BEGIN DOCUMENT PASSAGE
Our rheumatology team manages adult patients (16+) with musculoskeletal complaints including inflammatory arthritis (rheumatoid arthritis, psoriatic arthritis, ankylosing spondylitis), connective tissue disease (SLE, scleroderma, myositis, Sjogrens syndrome), vasculitis and osteoporosis.

Latest news: we are introducing digital patient letters across our service. Read more here

COVID-19 advice for rheumatology patients

We understand patients and their families with rheumatological diseases requiring immunosuppressant medications are concerned in light of the current coronavirus pandemic and wish to seek advice from their clinical teams. The national guidance is periodically updated. 


What is the advice for high risk patients, the CEV (Clinically extremely vulnerable) group?

Patients considered to be at high risk of Covid19 infection are included in the CEV group.
END DOCUMENT PASSAGE
■ EXERCISE TASKS
1. Update the rheumatology service page, starting at "Our rheumatology team" and ending at "extremely vulnerable) group?", so that "outbreak" takes the place of "pandemic".
2. Carry on writing the rheumatology service page, picking up after its last sentence.
BEGIN DATASET RECORDS
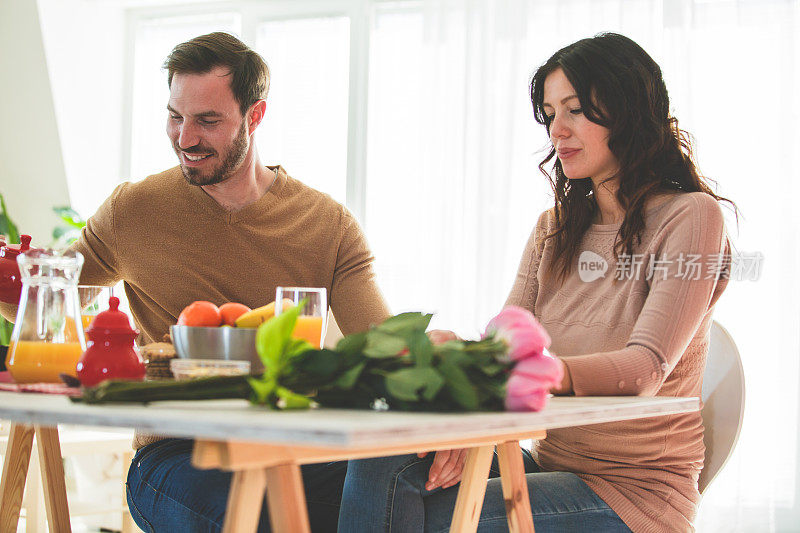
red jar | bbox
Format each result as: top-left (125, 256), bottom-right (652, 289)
top-left (0, 235), bottom-right (31, 305)
top-left (77, 296), bottom-right (145, 387)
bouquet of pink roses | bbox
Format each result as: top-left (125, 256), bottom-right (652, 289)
top-left (78, 306), bottom-right (563, 411)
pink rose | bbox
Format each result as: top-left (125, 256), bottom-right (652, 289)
top-left (506, 350), bottom-right (564, 411)
top-left (483, 305), bottom-right (550, 361)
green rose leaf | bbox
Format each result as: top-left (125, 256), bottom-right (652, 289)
top-left (386, 367), bottom-right (444, 402)
top-left (284, 338), bottom-right (314, 359)
top-left (297, 350), bottom-right (341, 378)
top-left (247, 377), bottom-right (275, 404)
top-left (439, 361), bottom-right (479, 411)
top-left (333, 361), bottom-right (367, 390)
top-left (53, 206), bottom-right (86, 229)
top-left (275, 387), bottom-right (314, 409)
top-left (256, 302), bottom-right (303, 374)
top-left (376, 313), bottom-right (433, 337)
top-left (336, 331), bottom-right (367, 355)
top-left (408, 330), bottom-right (433, 368)
top-left (364, 329), bottom-right (406, 359)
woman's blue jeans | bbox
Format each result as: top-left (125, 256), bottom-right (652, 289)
top-left (126, 439), bottom-right (347, 533)
top-left (339, 450), bottom-right (630, 533)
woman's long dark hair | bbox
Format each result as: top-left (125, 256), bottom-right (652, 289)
top-left (530, 33), bottom-right (735, 279)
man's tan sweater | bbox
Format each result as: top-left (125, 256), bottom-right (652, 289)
top-left (73, 167), bottom-right (389, 448)
top-left (507, 193), bottom-right (728, 532)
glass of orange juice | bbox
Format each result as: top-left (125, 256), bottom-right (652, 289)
top-left (275, 287), bottom-right (328, 348)
top-left (78, 285), bottom-right (114, 330)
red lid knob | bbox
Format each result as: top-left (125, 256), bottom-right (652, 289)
top-left (0, 235), bottom-right (31, 260)
top-left (86, 296), bottom-right (136, 335)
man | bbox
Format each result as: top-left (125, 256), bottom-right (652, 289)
top-left (69, 33), bottom-right (389, 531)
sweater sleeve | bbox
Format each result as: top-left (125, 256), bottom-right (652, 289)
top-left (506, 211), bottom-right (550, 315)
top-left (70, 183), bottom-right (129, 286)
top-left (563, 193), bottom-right (730, 396)
top-left (330, 209), bottom-right (390, 335)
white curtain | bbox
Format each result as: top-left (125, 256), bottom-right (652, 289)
top-left (365, 0), bottom-right (800, 531)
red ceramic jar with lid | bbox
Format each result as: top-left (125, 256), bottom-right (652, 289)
top-left (77, 296), bottom-right (145, 387)
top-left (0, 235), bottom-right (31, 305)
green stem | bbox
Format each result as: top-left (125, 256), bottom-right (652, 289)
top-left (73, 375), bottom-right (253, 403)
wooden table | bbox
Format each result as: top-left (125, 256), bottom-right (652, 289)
top-left (0, 392), bottom-right (700, 533)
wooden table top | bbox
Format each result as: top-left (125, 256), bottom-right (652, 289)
top-left (0, 392), bottom-right (700, 448)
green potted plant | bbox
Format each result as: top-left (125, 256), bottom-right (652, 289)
top-left (0, 194), bottom-right (19, 370)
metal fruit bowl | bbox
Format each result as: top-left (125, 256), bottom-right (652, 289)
top-left (170, 326), bottom-right (264, 373)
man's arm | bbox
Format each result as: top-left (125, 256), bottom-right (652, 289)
top-left (330, 210), bottom-right (391, 335)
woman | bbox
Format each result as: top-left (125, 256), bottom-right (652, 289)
top-left (339, 33), bottom-right (729, 533)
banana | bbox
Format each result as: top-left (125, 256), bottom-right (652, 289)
top-left (236, 298), bottom-right (294, 328)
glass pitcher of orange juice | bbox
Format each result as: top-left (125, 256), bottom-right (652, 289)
top-left (6, 250), bottom-right (86, 383)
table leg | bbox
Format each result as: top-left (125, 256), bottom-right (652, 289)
top-left (36, 426), bottom-right (72, 533)
top-left (497, 441), bottom-right (534, 533)
top-left (222, 468), bottom-right (268, 533)
top-left (0, 424), bottom-right (33, 531)
top-left (122, 452), bottom-right (139, 533)
top-left (450, 446), bottom-right (494, 533)
top-left (266, 464), bottom-right (311, 533)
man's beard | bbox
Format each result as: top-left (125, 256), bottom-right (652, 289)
top-left (181, 121), bottom-right (248, 185)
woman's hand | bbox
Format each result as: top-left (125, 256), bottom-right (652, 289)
top-left (417, 329), bottom-right (467, 490)
top-left (417, 448), bottom-right (467, 490)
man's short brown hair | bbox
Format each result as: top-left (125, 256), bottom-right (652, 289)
top-left (164, 31), bottom-right (269, 115)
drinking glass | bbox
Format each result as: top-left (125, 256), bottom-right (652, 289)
top-left (78, 285), bottom-right (114, 330)
top-left (275, 287), bottom-right (328, 348)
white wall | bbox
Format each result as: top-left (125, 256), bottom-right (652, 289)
top-left (37, 0), bottom-right (128, 218)
top-left (0, 0), bottom-right (69, 245)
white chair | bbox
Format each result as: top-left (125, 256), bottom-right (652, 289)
top-left (697, 321), bottom-right (744, 494)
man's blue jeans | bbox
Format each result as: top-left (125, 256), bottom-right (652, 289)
top-left (339, 450), bottom-right (630, 533)
top-left (126, 439), bottom-right (347, 533)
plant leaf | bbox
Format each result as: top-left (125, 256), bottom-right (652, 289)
top-left (0, 194), bottom-right (19, 244)
top-left (408, 330), bottom-right (433, 368)
top-left (364, 329), bottom-right (406, 359)
top-left (283, 338), bottom-right (314, 359)
top-left (297, 350), bottom-right (341, 378)
top-left (275, 387), bottom-right (314, 409)
top-left (439, 361), bottom-right (479, 411)
top-left (53, 205), bottom-right (86, 229)
top-left (336, 331), bottom-right (367, 355)
top-left (256, 305), bottom-right (303, 375)
top-left (247, 377), bottom-right (275, 405)
top-left (333, 361), bottom-right (367, 390)
top-left (386, 367), bottom-right (444, 402)
top-left (376, 312), bottom-right (433, 336)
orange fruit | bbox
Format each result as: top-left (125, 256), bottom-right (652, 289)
top-left (178, 300), bottom-right (222, 328)
top-left (219, 302), bottom-right (250, 326)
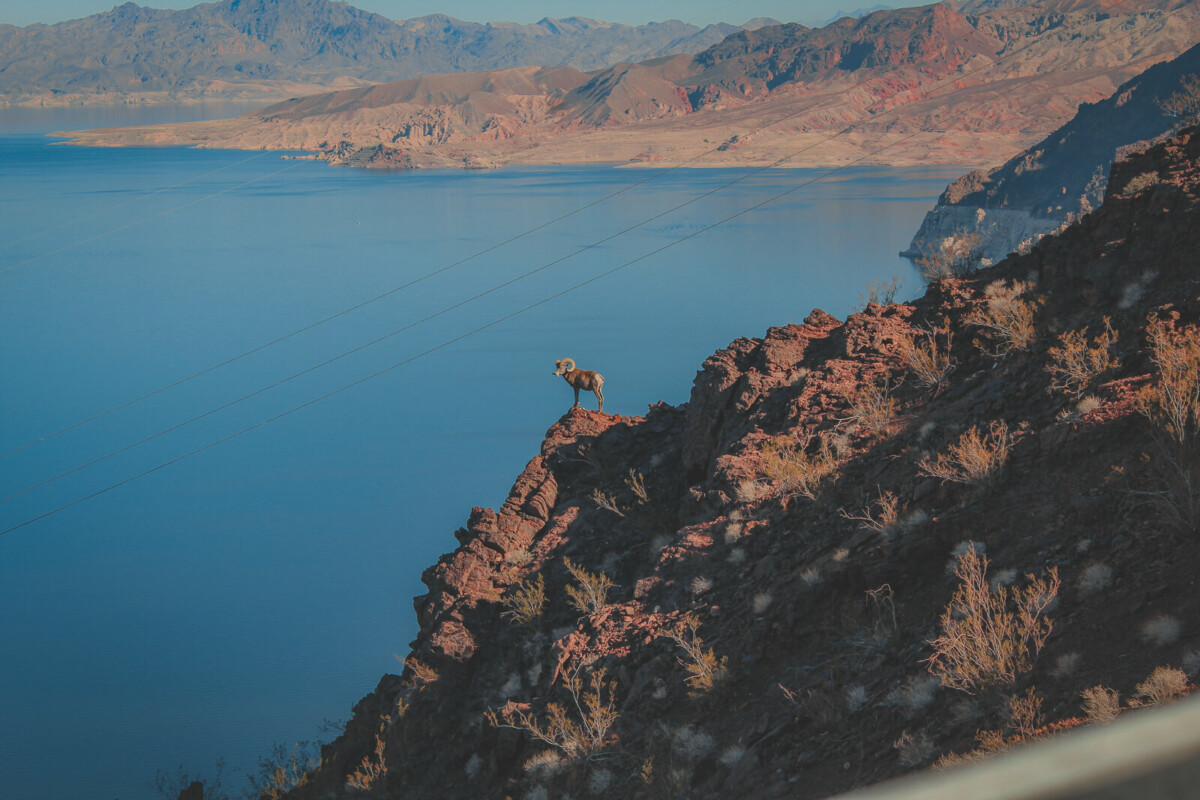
END DATASET RECORDS
■ TASK RESULTS
1.
Our rheumatology team manages adult patients (16+) with musculoskeletal complaints including inflammatory arthritis (rheumatoid arthritis, psoriatic arthritis, ankylosing spondylitis), connective tissue disease (SLE, scleroderma, myositis, Sjogrens syndrome), vasculitis and osteoporosis.

Latest news: we are introducing digital patient letters across our service. Read more here

COVID-19 advice for rheumatology patients

We understand patients and their families with rheumatological diseases requiring immunosuppressant medications are concerned in light of the current coronavirus outbreak and wish to seek advice from their clinical teams. The national guidance is periodically updated. 


What is the advice for high risk patients, the CEV (Clinically extremely vulnerable) group?

2.
We have previously in 2020 identified patients (and updated the national database) who are likely to be in the CEV group via risk stratification based on the BSR (British society for Rheumatology) guidance.

The most recent government update as of 20 September 2021 is for CEV group of people to follow the same guidance as everyone else. The shielding programme has ended in England. However, there are still things you can do to keep yourself safe. Please click on the below links for updated national guidance.



What do you do if you have symptoms of coronavirus infection (Covid 19)/ When to self isolate


The following is the national advice.

Self-isolate straight away and get a PCR test (a test that is sent to the lab) on GOV.UK as soon as possible if you have any of these 3 symptoms of COVID-19, even if they are mild:

  • a high temperature
  • a new, continuous cough
  • a loss or change to your sense of smell or taste

You should also self-isolate straight away if:

Covid-19 vaccination

There is updated information about vaccination on the versus arthritis website


Which vaccines have been approved in the UK and who can have it?

Three vaccines are authorised by Medicines and Healthcare products Regulatory Agency (MHRA) for use in the UK: Pfizer/BioNTech, Oxford/AstraZeneca and Moderna. None of these vaccines are considered live and all are safe for use in immunosuppressed patients.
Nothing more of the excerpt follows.